▸ Instructions to follow
Edit the listing below by changing "Place one marker" to "Put a single marker" everywhere it occurs, keeping every other line the same. Omit the pictures from your version.
* begin Extracted data *
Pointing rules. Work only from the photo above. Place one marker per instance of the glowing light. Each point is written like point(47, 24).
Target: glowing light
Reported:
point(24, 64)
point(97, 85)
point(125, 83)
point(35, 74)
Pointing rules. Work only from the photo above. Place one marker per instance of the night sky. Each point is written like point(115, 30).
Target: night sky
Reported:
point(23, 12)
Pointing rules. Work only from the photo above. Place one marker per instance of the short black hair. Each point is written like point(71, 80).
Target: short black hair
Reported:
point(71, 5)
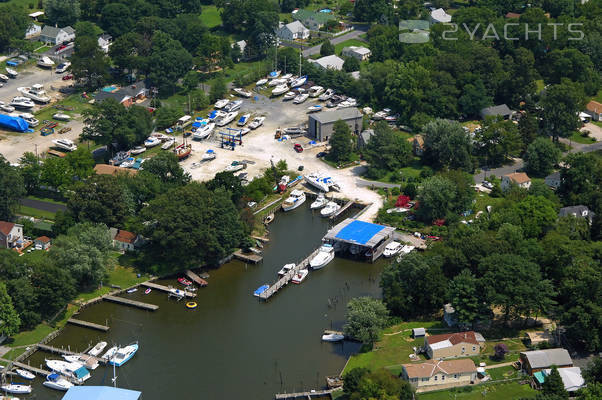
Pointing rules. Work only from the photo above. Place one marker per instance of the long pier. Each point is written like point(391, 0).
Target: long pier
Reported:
point(132, 303)
point(269, 292)
point(165, 289)
point(87, 324)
* end Extracted data *
▸ Exercise output
Pointing rules. Work only from the photo above. Put a single marker per instance of the glowing light. Each point is written like point(47, 24).
Target: glowing light
Reported:
point(24, 64)
point(97, 85)
point(125, 83)
point(35, 74)
Pointing rules. Work only from the photo above. Put a single marker per instance of the night sky. Each point is written like point(115, 30).
Target: night sky
Reported:
point(23, 12)
Pointing rules. Work only from the photo above. Put a single marker per instance of the short black hair. Each point is written like point(71, 80).
Target: short black hair
Reported:
point(71, 5)
Pointing rules. Work only from the photo above. Put a single marker per instance of the long pier. Each point is written like point(391, 0).
Target: long pier
Reported:
point(132, 303)
point(269, 292)
point(165, 289)
point(87, 324)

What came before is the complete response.